* **BRIEF 1**
Extract the rows from the line with "segment: muscular bicep" up to and including the line with "578 299 L 572", reproducing each of those lines exactly as it appears.

——

You could really not top that with anything, but to close the first half the free souvenir programme had flagged up that a local – yet world-renowned – dancing troupe would be appearing during Simple Sister. I knew this was to be the next song as Josh took his customary leave of the stage; and there was a strange movement of band members with (the superb) Matt Pegg plunking himself down on the organ stool and Geoff Whitehorn retreating to the shady nook behind the curve of Gary’s Yamaha piano. Two willowy ladies with loud hair – the Simple Sisters – emerged through the side doors and pranced and paused through the audience before taking to the stage, later to be joined by a lass in teenage gear and three likely lads straight from John Travolta’s gang in Grease. I will make no attempt to explain the choreography, except to say it appeared quite complex, and in first-class synchrony with the music, but I felt it was quite distracting to us Procol purists. I think the band and orchestra played perfectly but I cannot highlight any of it, save for one marvellous cameo when Matt (seated) was surrounded by three young lovelies and would have had the perfect opportunity to collect 'phone numbers! But hey!, this was art and again it received a huge standing ovation – so maybe for the greater good it was a tremendous success and worth repeating next time? Anyway at the end there was a communal bow, flowers, much applause ... we went out to the marble and chandeliered foyer bar for a beer and giant pretzels with something obvious to talk about! 

As we resumed after the break, Gary came on stage to introduce David Firman and the band members individually. As in Denmark, the sylvan Whiter Shade of Pale opened the second half with a great richness of sound and everyone delivering a perfect rendition of the classic to loud and long acclaim. There were some choir members (and one of the third violins) waving lit mobile phones in homage. It was straight into Broken Barricades where as a follow-on to AWSoP its lyrics received a more careful listening. The band and orchestra’s tempo here was flawless – Geoff Dunn, like BJ, Mark and others before, played a major part in keeping this on-track, while filling the spaces with distinction.

——

* **BRIEF 2**
Copy the whole concert review above, word for word.

——

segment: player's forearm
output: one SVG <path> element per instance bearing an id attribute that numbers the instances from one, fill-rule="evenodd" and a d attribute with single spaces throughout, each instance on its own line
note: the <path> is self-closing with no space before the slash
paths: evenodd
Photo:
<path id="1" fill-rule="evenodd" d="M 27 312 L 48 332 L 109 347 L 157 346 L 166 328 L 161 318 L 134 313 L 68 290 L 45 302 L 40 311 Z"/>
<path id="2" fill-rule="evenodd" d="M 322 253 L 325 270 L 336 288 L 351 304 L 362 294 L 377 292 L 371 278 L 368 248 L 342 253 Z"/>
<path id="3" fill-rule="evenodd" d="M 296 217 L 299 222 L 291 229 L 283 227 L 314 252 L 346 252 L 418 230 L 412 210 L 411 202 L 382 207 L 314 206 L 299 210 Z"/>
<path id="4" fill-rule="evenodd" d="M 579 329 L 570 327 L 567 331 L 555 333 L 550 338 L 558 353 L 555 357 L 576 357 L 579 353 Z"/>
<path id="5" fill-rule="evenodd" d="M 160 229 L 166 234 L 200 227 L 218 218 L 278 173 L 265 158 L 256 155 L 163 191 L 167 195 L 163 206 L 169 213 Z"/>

——

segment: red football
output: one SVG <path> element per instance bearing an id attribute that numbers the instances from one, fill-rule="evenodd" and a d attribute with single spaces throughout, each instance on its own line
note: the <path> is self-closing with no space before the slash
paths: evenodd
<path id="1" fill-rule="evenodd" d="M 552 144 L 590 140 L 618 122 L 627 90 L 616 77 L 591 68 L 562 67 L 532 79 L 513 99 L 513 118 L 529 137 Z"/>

——

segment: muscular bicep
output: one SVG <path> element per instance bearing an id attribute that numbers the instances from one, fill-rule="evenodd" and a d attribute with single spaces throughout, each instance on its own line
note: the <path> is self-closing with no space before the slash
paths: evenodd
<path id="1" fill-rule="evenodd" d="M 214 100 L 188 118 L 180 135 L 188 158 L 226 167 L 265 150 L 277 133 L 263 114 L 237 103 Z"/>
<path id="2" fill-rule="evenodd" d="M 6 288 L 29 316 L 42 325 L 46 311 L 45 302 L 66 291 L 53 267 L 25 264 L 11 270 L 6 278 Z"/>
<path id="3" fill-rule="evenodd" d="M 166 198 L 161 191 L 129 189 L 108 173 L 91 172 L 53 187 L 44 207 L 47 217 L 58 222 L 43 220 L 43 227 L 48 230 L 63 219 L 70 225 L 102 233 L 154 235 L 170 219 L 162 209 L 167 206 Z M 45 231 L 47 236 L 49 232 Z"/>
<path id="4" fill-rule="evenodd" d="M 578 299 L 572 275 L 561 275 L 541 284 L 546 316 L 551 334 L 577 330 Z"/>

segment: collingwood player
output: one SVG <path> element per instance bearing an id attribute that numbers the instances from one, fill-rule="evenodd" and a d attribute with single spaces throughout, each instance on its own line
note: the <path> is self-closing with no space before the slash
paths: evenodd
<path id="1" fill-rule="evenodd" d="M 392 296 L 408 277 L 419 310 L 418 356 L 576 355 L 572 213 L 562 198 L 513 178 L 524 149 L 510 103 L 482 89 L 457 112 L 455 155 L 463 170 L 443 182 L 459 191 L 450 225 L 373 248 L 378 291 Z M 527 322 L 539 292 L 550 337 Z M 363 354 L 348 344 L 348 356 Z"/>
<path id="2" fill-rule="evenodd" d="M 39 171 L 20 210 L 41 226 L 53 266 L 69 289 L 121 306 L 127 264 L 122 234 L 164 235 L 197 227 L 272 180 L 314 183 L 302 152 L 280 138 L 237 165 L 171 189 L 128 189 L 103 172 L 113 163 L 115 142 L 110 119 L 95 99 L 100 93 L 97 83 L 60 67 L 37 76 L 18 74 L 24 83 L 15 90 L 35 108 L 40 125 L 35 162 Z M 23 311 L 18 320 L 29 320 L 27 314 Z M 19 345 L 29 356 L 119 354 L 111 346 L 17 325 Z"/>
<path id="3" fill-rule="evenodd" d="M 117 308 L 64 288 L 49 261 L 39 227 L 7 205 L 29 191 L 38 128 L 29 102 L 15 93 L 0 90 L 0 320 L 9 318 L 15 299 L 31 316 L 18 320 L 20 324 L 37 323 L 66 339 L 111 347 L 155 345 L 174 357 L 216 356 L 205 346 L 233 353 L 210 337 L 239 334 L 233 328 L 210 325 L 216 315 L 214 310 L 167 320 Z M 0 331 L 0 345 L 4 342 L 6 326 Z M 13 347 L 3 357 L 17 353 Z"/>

——

* **TASK SOLUTION 1**
segment: muscular bicep
output: one SVG <path> element per instance bearing an id attribute that numbers the instances from one, fill-rule="evenodd" and a d attribute with single spaces throughout, each instance on its own line
note: the <path> is self-closing with no space before the slash
paths: evenodd
<path id="1" fill-rule="evenodd" d="M 214 100 L 188 118 L 180 135 L 188 158 L 226 167 L 265 150 L 277 133 L 263 114 L 237 103 Z"/>
<path id="2" fill-rule="evenodd" d="M 6 288 L 29 316 L 42 325 L 46 311 L 45 302 L 66 291 L 53 267 L 25 264 L 11 270 L 6 278 Z"/>
<path id="3" fill-rule="evenodd" d="M 166 198 L 161 191 L 129 189 L 108 173 L 91 172 L 53 187 L 44 207 L 47 217 L 58 222 L 43 220 L 43 227 L 48 230 L 63 219 L 70 225 L 102 233 L 154 235 L 170 219 L 162 209 L 167 206 Z M 45 231 L 47 236 L 49 232 Z"/>
<path id="4" fill-rule="evenodd" d="M 578 299 L 572 275 L 561 275 L 541 284 L 546 316 L 551 334 L 577 330 Z"/>

* **TASK SOLUTION 2**
You could really not top that with anything, but to close the first half the free souvenir programme had flagged up that a local – yet world-renowned – dancing troupe would be appearing during Simple Sister. I knew this was to be the next song as Josh took his customary leave of the stage; and there was a strange movement of band members with (the superb) Matt Pegg plunking himself down on the organ stool and Geoff Whitehorn retreating to the shady nook behind the curve of Gary’s Yamaha piano. Two willowy ladies with loud hair – the Simple Sisters – emerged through the side doors and pranced and paused through the audience before taking to the stage, later to be joined by a lass in teenage gear and three likely lads straight from John Travolta’s gang in Grease. I will make no attempt to explain the choreography, except to say it appeared quite complex, and in first-class synchrony with the music, but I felt it was quite distracting to us Procol purists. I think the band and orchestra played perfectly but I cannot highlight any of it, save for one marvellous cameo when Matt (seated) was surrounded by three young lovelies and would have had the perfect opportunity to collect 'phone numbers! But hey!, this was art and again it received a huge standing ovation – so maybe for the greater good it was a tremendous success and worth repeating next time? Anyway at the end there was a communal bow, flowers, much applause ... we went out to the marble and chandeliered foyer bar for a beer and giant pretzels with something obvious to talk about! 

As we resumed after the break, Gary came on stage to introduce David Firman and the band members individually. As in Denmark, the sylvan Whiter Shade of Pale opened the second half with a great richness of sound and everyone delivering a perfect rendition of the classic to loud and long acclaim. There were some choir members (and one of the third violins) waving lit mobile phones in homage. It was straight into Broken Barricades where as a follow-on to AWSoP its lyrics received a more careful listening. The band and orchestra’s tempo here was flawless – Geoff Dunn, like BJ, Mark and others before, played a major part in keeping this on-track, while filling the spaces with distinction.